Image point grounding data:
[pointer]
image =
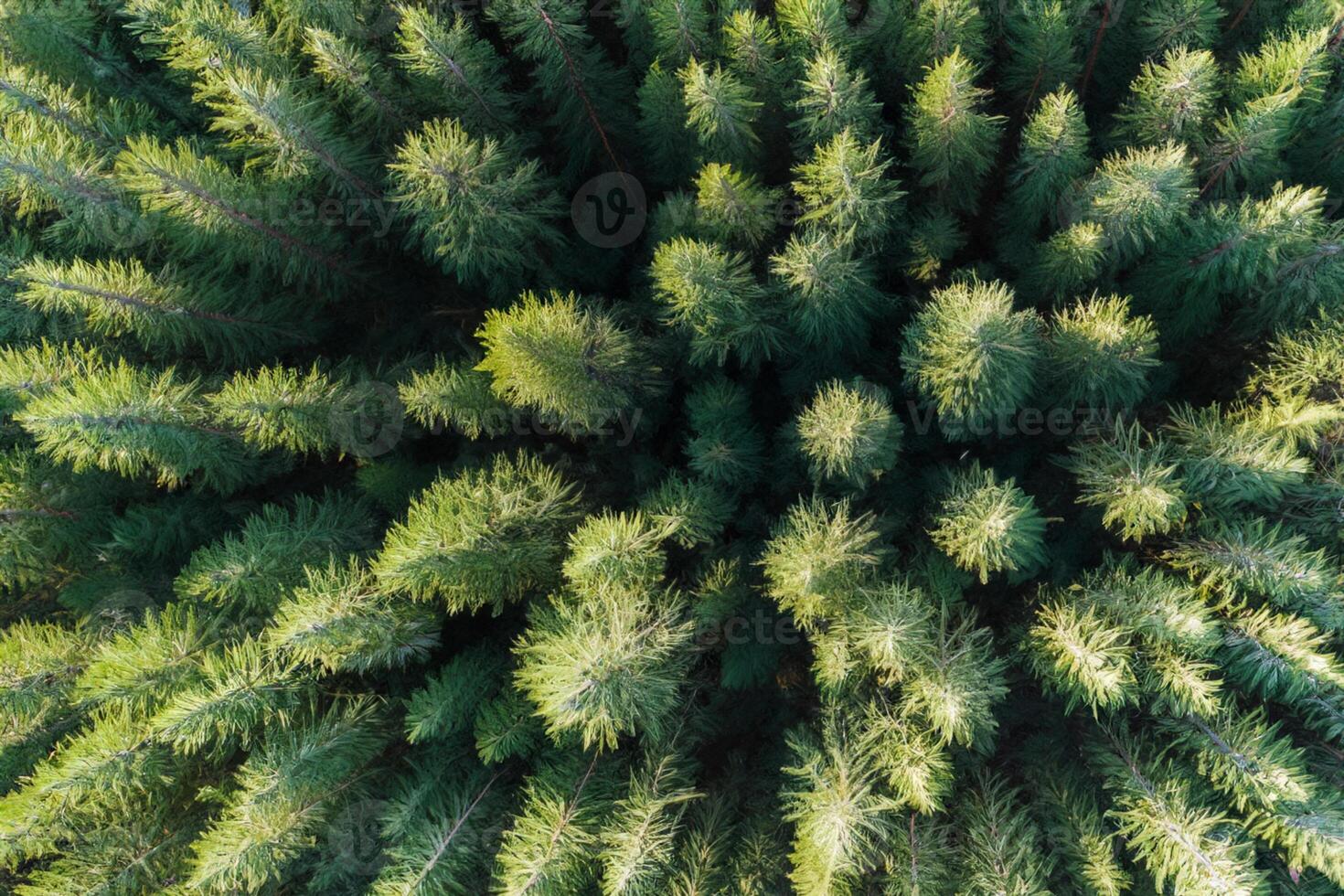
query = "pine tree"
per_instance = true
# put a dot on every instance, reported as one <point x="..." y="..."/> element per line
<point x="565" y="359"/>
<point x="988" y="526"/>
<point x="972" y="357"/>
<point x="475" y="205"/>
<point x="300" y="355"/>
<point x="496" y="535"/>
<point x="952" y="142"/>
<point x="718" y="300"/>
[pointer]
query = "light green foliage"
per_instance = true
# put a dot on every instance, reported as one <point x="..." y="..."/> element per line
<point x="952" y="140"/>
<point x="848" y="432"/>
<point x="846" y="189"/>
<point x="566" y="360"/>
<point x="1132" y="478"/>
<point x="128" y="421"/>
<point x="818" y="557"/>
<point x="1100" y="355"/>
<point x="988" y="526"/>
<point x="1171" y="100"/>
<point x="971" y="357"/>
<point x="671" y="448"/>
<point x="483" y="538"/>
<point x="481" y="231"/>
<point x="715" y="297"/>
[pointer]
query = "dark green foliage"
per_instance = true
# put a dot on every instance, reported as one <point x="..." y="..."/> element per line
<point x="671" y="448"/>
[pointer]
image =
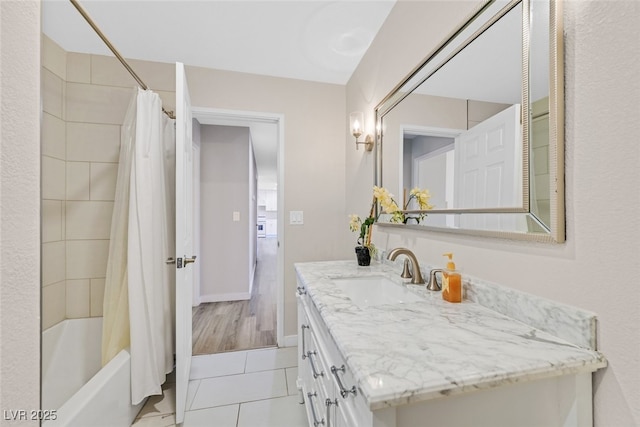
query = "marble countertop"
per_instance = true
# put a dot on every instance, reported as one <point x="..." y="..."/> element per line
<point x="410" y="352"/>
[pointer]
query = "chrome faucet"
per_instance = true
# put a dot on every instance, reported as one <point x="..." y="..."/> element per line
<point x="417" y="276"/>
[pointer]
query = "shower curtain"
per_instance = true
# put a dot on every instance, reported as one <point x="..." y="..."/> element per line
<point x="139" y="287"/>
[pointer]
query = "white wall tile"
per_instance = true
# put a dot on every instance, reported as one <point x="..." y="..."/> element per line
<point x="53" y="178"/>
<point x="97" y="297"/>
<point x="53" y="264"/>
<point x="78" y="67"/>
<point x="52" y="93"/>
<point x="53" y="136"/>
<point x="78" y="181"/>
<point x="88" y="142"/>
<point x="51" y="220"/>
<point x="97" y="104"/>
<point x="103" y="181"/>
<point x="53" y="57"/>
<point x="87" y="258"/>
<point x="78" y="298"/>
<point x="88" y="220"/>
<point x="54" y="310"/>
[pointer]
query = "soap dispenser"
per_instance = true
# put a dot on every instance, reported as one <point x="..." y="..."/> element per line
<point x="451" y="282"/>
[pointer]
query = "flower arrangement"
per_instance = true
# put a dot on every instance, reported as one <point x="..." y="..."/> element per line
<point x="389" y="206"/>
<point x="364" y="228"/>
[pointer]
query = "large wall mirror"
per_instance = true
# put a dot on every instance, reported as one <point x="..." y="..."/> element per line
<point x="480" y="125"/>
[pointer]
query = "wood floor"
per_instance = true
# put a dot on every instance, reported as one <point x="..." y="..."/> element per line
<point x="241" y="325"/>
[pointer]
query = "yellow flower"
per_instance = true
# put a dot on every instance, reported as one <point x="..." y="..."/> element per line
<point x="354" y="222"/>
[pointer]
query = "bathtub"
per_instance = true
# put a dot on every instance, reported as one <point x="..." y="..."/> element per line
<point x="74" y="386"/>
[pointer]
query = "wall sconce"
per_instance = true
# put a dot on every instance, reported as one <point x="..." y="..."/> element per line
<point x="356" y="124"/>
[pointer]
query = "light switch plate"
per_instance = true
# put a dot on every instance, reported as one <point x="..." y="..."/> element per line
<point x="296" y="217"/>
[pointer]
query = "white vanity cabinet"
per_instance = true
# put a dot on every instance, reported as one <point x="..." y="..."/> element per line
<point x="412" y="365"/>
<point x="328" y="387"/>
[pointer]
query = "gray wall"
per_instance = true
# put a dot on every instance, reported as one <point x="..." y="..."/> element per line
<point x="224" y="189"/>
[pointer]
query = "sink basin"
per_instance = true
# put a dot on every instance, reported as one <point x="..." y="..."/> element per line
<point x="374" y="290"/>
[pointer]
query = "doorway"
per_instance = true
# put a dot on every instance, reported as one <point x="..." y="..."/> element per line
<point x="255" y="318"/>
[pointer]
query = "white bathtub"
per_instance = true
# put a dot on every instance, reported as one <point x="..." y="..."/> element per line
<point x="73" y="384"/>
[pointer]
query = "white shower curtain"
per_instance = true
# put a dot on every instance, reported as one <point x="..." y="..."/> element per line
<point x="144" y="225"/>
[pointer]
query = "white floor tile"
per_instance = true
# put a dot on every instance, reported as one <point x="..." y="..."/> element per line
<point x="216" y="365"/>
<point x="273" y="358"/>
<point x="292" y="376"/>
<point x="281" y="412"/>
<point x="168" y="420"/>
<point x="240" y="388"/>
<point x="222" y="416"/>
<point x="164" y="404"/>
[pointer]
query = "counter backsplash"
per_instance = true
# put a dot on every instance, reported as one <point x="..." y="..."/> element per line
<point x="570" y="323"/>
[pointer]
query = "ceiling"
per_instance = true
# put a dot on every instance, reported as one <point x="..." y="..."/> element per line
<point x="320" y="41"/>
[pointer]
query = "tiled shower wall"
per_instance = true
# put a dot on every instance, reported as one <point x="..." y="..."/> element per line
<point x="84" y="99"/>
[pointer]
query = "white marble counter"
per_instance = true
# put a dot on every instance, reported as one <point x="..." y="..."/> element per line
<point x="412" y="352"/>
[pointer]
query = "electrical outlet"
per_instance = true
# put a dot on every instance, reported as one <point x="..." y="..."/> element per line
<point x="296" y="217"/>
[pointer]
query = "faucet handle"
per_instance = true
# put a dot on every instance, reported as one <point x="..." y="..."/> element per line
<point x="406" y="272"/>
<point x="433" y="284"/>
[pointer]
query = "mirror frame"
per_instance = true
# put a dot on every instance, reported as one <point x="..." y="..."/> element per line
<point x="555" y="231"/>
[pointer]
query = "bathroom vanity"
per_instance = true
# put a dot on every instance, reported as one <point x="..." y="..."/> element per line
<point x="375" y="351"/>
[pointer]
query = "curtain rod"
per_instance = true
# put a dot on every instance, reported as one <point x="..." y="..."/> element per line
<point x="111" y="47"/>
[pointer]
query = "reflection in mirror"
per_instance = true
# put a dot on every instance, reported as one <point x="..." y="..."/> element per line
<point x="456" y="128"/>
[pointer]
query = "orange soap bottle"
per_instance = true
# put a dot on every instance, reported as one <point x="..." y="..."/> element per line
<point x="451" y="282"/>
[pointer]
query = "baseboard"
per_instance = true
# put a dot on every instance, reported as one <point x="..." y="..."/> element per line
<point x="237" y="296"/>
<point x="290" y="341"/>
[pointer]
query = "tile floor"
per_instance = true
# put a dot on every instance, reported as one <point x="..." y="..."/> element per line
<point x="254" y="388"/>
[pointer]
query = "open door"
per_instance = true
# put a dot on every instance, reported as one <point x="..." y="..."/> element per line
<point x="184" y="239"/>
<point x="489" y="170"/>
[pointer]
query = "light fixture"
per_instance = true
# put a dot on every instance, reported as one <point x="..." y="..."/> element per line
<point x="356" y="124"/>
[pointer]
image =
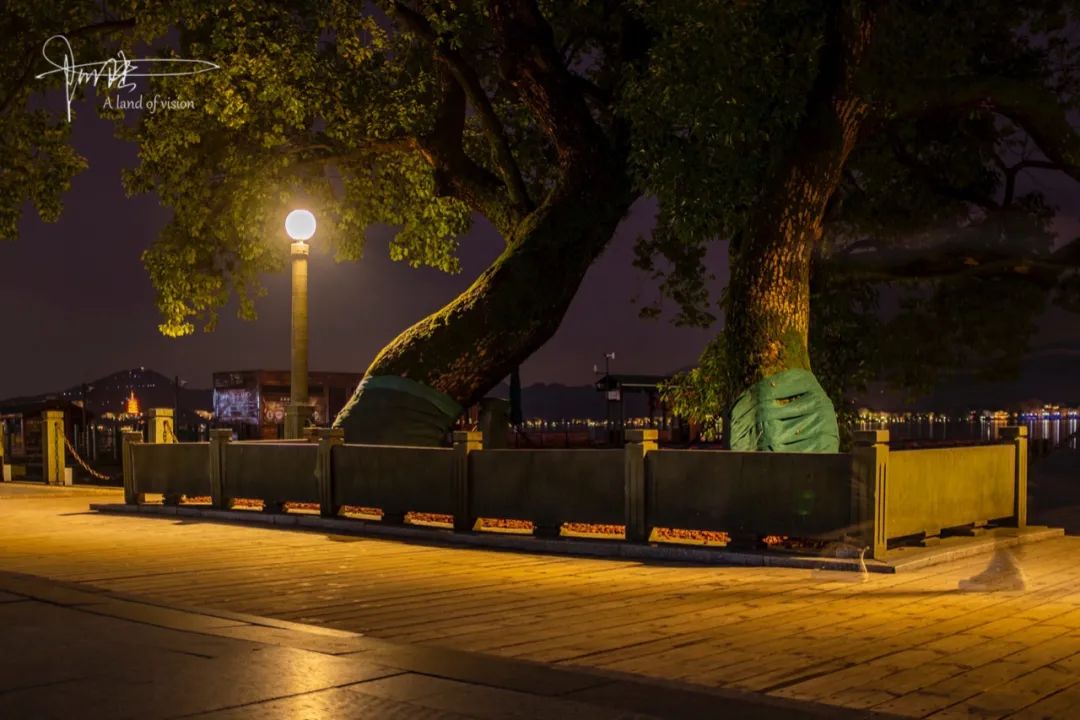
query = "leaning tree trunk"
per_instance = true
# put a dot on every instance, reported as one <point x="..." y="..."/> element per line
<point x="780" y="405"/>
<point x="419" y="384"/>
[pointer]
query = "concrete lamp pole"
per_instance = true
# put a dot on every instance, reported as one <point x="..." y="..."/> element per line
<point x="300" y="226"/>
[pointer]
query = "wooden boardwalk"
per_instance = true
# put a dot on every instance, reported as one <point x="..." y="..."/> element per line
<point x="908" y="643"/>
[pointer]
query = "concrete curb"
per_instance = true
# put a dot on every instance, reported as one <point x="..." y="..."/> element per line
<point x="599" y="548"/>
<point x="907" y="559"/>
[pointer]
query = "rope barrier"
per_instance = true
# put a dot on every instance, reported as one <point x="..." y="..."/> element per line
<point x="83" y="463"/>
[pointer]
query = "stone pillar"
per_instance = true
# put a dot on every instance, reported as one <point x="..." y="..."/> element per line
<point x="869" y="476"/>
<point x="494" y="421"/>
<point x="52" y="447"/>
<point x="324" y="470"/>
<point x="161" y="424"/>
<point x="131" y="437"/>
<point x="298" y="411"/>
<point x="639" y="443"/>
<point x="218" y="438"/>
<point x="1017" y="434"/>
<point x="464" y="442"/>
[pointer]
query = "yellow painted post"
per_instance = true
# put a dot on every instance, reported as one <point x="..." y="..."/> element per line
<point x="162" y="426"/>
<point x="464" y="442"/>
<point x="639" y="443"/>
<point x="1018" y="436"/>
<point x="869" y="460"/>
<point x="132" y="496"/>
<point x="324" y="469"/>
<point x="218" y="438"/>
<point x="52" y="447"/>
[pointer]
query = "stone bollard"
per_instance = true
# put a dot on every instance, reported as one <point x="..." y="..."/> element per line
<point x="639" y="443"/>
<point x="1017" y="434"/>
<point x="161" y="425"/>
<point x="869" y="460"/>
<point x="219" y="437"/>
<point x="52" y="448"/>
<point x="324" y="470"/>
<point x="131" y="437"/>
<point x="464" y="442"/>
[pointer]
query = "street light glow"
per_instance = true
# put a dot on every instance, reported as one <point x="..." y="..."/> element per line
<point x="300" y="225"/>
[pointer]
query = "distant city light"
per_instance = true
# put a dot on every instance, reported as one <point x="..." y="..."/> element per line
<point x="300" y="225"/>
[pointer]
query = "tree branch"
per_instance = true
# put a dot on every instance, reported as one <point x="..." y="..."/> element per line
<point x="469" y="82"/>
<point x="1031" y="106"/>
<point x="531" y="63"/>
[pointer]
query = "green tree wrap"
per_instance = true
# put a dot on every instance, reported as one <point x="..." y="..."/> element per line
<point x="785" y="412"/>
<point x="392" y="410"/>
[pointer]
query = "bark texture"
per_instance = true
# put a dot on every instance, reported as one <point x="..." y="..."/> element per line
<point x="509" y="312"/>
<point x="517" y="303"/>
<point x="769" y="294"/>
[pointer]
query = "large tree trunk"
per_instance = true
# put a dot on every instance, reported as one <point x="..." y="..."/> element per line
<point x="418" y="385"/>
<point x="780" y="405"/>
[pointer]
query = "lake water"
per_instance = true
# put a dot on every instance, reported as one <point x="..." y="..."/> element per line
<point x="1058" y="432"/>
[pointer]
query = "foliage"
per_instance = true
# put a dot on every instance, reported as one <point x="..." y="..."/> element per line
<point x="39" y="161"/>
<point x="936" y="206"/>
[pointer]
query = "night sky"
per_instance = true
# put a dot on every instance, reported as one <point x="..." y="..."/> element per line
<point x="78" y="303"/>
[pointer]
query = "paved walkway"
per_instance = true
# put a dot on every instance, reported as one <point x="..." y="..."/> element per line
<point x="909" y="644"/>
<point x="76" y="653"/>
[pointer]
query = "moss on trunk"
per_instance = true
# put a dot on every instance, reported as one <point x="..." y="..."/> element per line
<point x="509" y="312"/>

* [Directions for this task]: Filter the entries down to the lines containing "wall". Copy each of those lines.

* [Response box]:
query = "white wall tile"
query = "large wall mirror"
query = "wall sconce"
query = "gray wall"
query = "tiled shower wall"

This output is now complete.